- [Exercise details] Rescale the part of the listing below that opens with the line containing "For the benchmark, spot each instance of the yellow" and runs to the end of the listing, reproducing only those lines, requests included. Multiply every point coordinate in them by 1.95 and round each result to a whole number, with halves rounded up.

[START]

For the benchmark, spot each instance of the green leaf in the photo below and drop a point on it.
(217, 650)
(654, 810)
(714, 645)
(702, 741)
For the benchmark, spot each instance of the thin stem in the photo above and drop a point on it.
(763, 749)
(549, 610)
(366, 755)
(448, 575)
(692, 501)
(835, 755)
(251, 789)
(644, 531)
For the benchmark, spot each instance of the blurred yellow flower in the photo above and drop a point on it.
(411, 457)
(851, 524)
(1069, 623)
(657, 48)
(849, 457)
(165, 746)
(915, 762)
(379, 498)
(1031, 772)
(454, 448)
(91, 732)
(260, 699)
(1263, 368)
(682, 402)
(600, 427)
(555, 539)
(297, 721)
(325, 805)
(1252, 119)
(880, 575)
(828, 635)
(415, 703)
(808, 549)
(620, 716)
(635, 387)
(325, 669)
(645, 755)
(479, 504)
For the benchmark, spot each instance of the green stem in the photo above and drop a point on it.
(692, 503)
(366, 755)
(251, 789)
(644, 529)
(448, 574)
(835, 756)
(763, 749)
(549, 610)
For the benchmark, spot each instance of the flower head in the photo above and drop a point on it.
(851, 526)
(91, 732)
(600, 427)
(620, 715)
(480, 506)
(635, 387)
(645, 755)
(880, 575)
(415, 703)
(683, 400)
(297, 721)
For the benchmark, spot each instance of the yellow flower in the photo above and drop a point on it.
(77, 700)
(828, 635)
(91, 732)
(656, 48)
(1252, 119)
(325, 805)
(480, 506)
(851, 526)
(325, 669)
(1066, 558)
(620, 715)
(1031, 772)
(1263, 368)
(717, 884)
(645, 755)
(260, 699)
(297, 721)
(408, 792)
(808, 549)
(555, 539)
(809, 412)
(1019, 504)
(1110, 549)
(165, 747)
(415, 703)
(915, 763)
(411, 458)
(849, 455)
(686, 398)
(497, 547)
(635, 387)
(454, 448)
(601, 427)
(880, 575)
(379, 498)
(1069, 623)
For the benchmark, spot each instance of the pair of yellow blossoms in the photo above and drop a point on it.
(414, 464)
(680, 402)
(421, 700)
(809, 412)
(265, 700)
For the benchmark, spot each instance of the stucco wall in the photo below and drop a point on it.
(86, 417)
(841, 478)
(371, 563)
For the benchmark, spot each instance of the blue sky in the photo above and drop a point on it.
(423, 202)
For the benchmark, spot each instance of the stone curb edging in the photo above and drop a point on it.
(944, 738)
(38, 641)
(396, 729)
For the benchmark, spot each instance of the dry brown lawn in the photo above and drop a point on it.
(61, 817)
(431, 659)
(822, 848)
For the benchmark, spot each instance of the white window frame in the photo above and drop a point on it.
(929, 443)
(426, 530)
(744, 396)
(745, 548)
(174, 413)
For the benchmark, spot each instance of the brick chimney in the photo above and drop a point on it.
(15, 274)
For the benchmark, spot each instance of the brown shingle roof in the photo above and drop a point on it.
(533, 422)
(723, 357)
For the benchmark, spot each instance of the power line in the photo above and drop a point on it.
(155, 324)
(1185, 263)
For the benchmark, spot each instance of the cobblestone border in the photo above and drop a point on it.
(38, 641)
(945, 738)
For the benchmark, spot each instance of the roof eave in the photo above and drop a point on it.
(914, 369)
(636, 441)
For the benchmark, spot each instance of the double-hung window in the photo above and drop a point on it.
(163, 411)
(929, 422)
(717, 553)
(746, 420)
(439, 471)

[END]

- [Output below]
For the benchmark, spot each instance of the yellow flower in the photo above and drop a point on it.
(150, 1365)
(1615, 1238)
(177, 1427)
(1279, 94)
(2441, 232)
(634, 1570)
(936, 987)
(1659, 1026)
(634, 1305)
(2079, 1088)
(1209, 1394)
(2010, 1505)
(2463, 718)
(1398, 1724)
(1258, 1472)
(507, 1363)
(579, 1406)
(796, 1544)
(1576, 1071)
(1082, 1051)
(1578, 803)
(1987, 983)
(2165, 1071)
(322, 1457)
(809, 1371)
(1784, 1488)
(801, 893)
(1656, 887)
(1338, 776)
(969, 1067)
(1238, 755)
(885, 874)
(1172, 833)
(1716, 1121)
(739, 971)
(2085, 1215)
For the benchmark, spot each instance of the pair of yellow blossoms in the photo above and drop a point on it.
(807, 905)
(1326, 784)
(821, 1365)
(1578, 803)
(517, 1365)
For the benchmark, spot each instance of the stucco wall in the photo below and drop a point on it.
(168, 813)
(1640, 932)
(723, 1098)
For the benchmark, spot each instance of the blue sky in the photo above and drop a point on it.
(825, 394)
For the benchmark, spot each instance of the stone curb edging in the photo above and drop a point on it.
(1841, 1439)
(74, 1250)
(772, 1422)
For the benchmark, spot each instance of the dry brown lawn in the photo above and drop a point on it.
(119, 1593)
(840, 1285)
(1603, 1654)
For the benchmark, spot each instance of the white window frame in the photo above and drop a point on it.
(1812, 864)
(831, 1034)
(1451, 772)
(1453, 1069)
(339, 805)
For the benchmark, spot each instance of the brick chimney in the photo above and drop a point on it.
(29, 534)
For the benchmark, spot each instance of the brown shingle roof in the photo above and drop a point on it.
(1039, 823)
(1410, 696)
For the benchmark, spot each instance of the power line in the photo above and drop a point on it.
(302, 632)
(2311, 513)
For the benchmark, spot each instance of the cobblestone border in the photo above and drop a point on it.
(74, 1250)
(1843, 1439)
For the benchmark, spot each instance of the roof eave in the photo above and drop a point on it.
(1782, 720)
(1240, 860)
For the benchmark, spot each instance of the double-hung window in the photo above and drop a point on it.
(318, 801)
(1812, 823)
(1398, 1078)
(1455, 819)
(856, 918)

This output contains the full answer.